• _TASK TO COMPLETE_
Copy out all the rows below, changing every "target" to "label" and leaving everything else untouched. Leave the pictures out of your copy.

━━ DATA ENTRIES

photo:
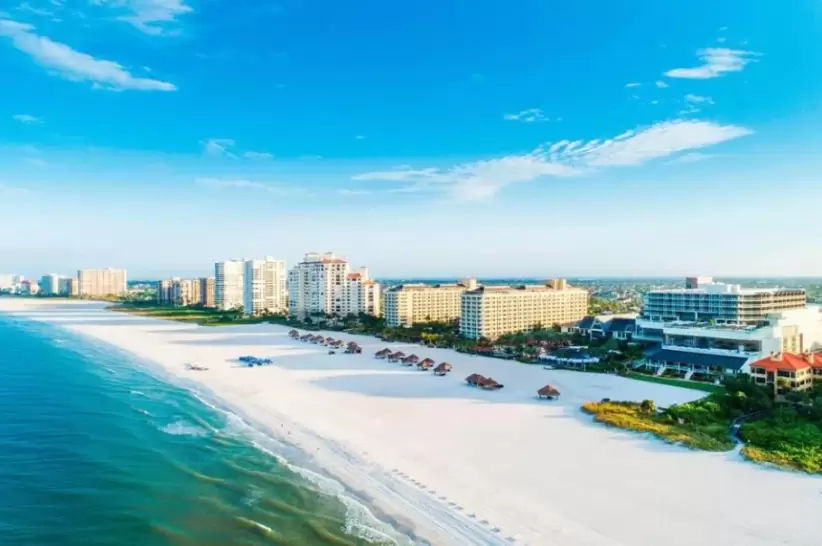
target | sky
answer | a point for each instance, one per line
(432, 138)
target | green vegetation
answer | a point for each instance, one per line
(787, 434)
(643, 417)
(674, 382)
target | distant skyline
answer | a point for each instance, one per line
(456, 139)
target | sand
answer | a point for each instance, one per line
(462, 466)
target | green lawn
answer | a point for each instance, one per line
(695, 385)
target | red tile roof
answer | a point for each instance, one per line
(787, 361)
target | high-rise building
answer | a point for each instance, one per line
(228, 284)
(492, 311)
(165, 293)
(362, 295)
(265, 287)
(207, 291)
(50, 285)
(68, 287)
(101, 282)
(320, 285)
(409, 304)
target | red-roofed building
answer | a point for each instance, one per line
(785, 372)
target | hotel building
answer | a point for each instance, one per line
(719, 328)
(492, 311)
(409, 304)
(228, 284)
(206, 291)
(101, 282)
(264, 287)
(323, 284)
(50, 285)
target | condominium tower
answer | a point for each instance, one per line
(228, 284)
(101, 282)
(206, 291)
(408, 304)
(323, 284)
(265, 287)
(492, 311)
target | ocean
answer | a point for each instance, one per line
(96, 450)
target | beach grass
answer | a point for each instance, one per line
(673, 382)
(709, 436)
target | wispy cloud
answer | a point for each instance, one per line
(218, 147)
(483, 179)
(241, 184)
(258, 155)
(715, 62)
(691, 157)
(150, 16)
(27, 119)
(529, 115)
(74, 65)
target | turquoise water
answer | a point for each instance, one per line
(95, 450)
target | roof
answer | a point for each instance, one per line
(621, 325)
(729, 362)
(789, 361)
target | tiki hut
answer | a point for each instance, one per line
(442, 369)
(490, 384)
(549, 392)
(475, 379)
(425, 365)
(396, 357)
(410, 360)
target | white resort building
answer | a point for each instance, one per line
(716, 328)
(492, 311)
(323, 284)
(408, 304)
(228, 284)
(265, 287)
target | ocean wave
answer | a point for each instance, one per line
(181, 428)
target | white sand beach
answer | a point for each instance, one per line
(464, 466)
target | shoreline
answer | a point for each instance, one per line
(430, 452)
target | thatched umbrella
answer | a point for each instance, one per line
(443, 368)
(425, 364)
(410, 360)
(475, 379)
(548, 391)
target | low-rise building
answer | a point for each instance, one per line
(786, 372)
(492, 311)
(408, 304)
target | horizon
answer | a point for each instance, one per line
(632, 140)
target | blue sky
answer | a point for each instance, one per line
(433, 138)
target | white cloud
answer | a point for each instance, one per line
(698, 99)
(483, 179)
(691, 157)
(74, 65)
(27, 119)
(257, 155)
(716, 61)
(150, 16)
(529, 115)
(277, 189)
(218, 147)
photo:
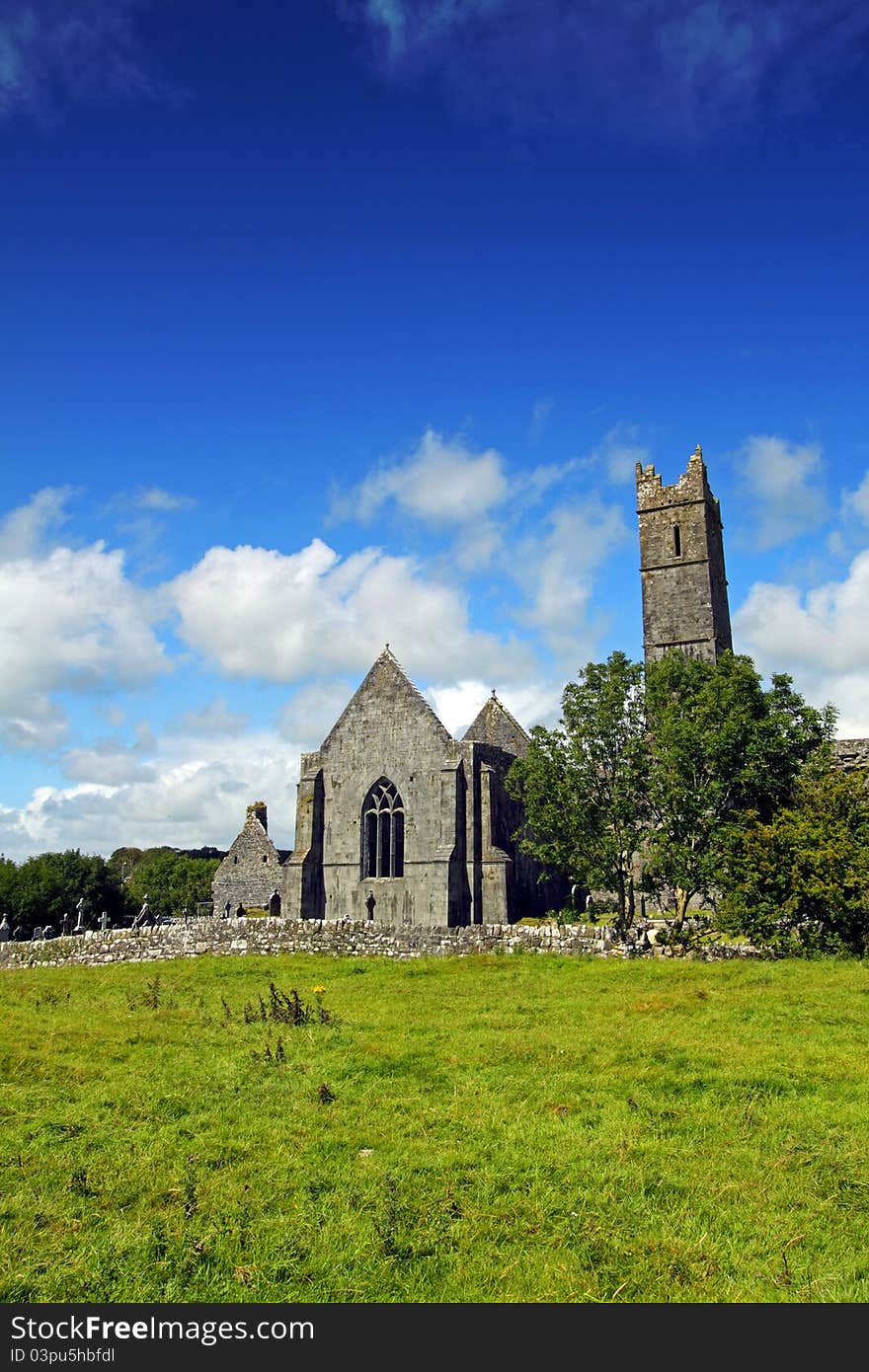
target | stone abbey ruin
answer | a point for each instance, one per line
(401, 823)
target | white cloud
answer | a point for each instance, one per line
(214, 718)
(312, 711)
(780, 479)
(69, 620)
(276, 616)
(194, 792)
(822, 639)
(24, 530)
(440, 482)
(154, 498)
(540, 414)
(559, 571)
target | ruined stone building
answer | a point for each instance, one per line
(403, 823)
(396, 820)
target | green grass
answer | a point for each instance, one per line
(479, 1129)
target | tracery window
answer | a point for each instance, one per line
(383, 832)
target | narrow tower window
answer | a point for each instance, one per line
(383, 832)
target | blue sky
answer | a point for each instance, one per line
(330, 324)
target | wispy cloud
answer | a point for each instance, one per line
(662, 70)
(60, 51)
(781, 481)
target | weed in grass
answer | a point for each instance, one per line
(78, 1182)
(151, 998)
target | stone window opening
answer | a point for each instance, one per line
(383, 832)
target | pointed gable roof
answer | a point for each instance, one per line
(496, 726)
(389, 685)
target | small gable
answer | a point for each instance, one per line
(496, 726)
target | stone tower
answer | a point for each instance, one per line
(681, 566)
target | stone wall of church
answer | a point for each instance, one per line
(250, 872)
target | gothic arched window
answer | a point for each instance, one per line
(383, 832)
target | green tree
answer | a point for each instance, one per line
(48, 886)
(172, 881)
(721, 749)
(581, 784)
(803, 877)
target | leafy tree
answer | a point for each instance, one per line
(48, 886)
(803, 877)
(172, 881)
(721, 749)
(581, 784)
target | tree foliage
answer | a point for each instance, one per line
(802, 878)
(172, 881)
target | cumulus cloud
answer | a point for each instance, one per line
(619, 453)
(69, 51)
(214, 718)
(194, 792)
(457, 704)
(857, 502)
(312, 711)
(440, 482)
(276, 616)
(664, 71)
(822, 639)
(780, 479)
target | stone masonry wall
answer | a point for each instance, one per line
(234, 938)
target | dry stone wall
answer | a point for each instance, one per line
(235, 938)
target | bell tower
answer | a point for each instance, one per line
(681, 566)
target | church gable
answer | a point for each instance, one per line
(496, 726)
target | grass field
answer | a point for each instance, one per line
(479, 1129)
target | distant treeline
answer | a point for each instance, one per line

━━━━

• _WRITTEN RESPONSE_
photo:
label | sky
answer | a point for each instance, one per line
(432, 138)
label | green vegetation
answer | a point for each instance, one per line
(787, 434)
(643, 417)
(674, 382)
label | distant skyline
answer | a point for each instance, one per line
(456, 139)
label | sand
answer | a point for each instance, one per line
(462, 466)
label | green lawn
answer | a point for each instance, one per line
(695, 385)
label | red tile roof
answer | a point for each instance, one per line
(787, 361)
label | high-rise building
answer | a point for each instance, one per line
(228, 284)
(492, 311)
(165, 293)
(362, 295)
(265, 287)
(207, 291)
(50, 285)
(68, 287)
(101, 282)
(320, 285)
(409, 304)
label | red-roofed building
answer | a point for each instance, one per line
(785, 372)
label | hotel building
answer | a point for each instance, one per line
(719, 328)
(492, 311)
(409, 304)
(228, 284)
(206, 291)
(101, 282)
(264, 287)
(323, 284)
(50, 285)
label | condominium tower
answer | a point for each instance, one per line
(228, 284)
(101, 282)
(206, 291)
(408, 304)
(323, 284)
(265, 287)
(492, 311)
label | ocean
answer | a point for each instance, one per line
(96, 450)
label | beach grass
answer | a point for each instance, one per line
(673, 382)
(709, 436)
label | wispy cloud
answer | a point for each instance, one per line
(218, 147)
(483, 179)
(241, 184)
(258, 155)
(715, 62)
(691, 157)
(150, 16)
(27, 119)
(529, 115)
(74, 65)
label | turquoise water
answer | a point for each instance, one per line
(95, 450)
label | roof
answer | a point for each instance, one per line
(621, 325)
(729, 362)
(789, 361)
label | tiki hut
answer | a point for each instance, one per line
(442, 369)
(490, 384)
(549, 392)
(475, 379)
(425, 365)
(396, 357)
(410, 360)
label | white resort building
answer | a point for each instance, one per line
(716, 328)
(492, 311)
(323, 284)
(408, 304)
(228, 284)
(265, 287)
label | ocean wave
answer | a point for each instance, one per line
(181, 428)
label | white sand beach
answer | a point for each instance, one per line
(464, 466)
label | shoreline
answer | a point for each instance, one per line
(430, 452)
label | thatched umbrella
answer | a point for each instance, one per line
(443, 368)
(425, 364)
(410, 360)
(475, 379)
(548, 391)
label | low-rise building
answer | a point for each instance, one per line
(786, 372)
(492, 311)
(408, 304)
label | horizon
answer | a point for each instance, one per line
(632, 140)
label | blue sky
answer | a point for each instance, one per line
(433, 138)
label | white cloud
answer | a point for each instance, one per line
(698, 99)
(483, 179)
(691, 157)
(74, 65)
(27, 119)
(257, 155)
(716, 61)
(150, 16)
(529, 115)
(277, 189)
(218, 147)
photo:
label | stone abbey ruin
answer | a point for each instance, one per line
(401, 823)
label | white cloud
answer | a point for each instance, one per line
(214, 718)
(312, 711)
(780, 479)
(69, 620)
(276, 616)
(194, 792)
(822, 639)
(24, 530)
(440, 482)
(154, 498)
(540, 414)
(559, 571)
label | ruined stone building
answer | a point for each instance, one per line
(403, 823)
(396, 820)
label | green grass
answer | a point for each instance, one per line
(479, 1129)
label | tracery window
answer | a point for each instance, one per line
(383, 832)
label | narrow tower window
answer | a point for each instance, one per line
(383, 832)
label | blue sky
answer | a point for each instance, one per line
(330, 324)
label | wispy cloud
answer | a point for each instance, one per line
(662, 70)
(60, 51)
(781, 481)
label | weed in grass
answer | a point for each instance, one per line
(78, 1182)
(151, 998)
label | stone window opening
answer | a point for each instance, one per line
(383, 832)
label | pointed gable roof
answer | a point for each instance, one per line
(496, 726)
(389, 685)
label | small gable
answer | a point for each instance, one per line
(496, 726)
label | stone tower
answer | a point for each instance, one per line
(681, 566)
label | stone wall of church
answer | a point for each instance, one per line
(250, 872)
label | gothic arched window
answer | a point for each instance, one per line
(383, 832)
label | green tree
answer | a point for each instance, one per line
(48, 886)
(172, 881)
(721, 749)
(581, 784)
(803, 877)
label | leafy tree
answer | a point for each instance, one per line
(48, 886)
(803, 877)
(172, 881)
(721, 749)
(581, 784)
label | tree foliage
answer | a point for each instance, one per line
(802, 878)
(172, 881)
label | cumulus cloud
answer | a point for each instance, one per line
(619, 453)
(69, 51)
(214, 718)
(194, 792)
(457, 704)
(857, 502)
(312, 711)
(440, 482)
(276, 616)
(664, 71)
(822, 639)
(780, 479)
label | stone masonry wall
answer | a point for each instance, one per line
(234, 938)
label | dry stone wall
answer | a point for each instance, one per line
(235, 938)
label | bell tower
answer | a point for each instance, one per line
(681, 566)
label | church gable
answer | a point for each instance, one per line
(496, 726)
label | grass field
answer | a point for each instance, one per line
(479, 1129)
label | distant treeline
answer | a point for each instance, one per line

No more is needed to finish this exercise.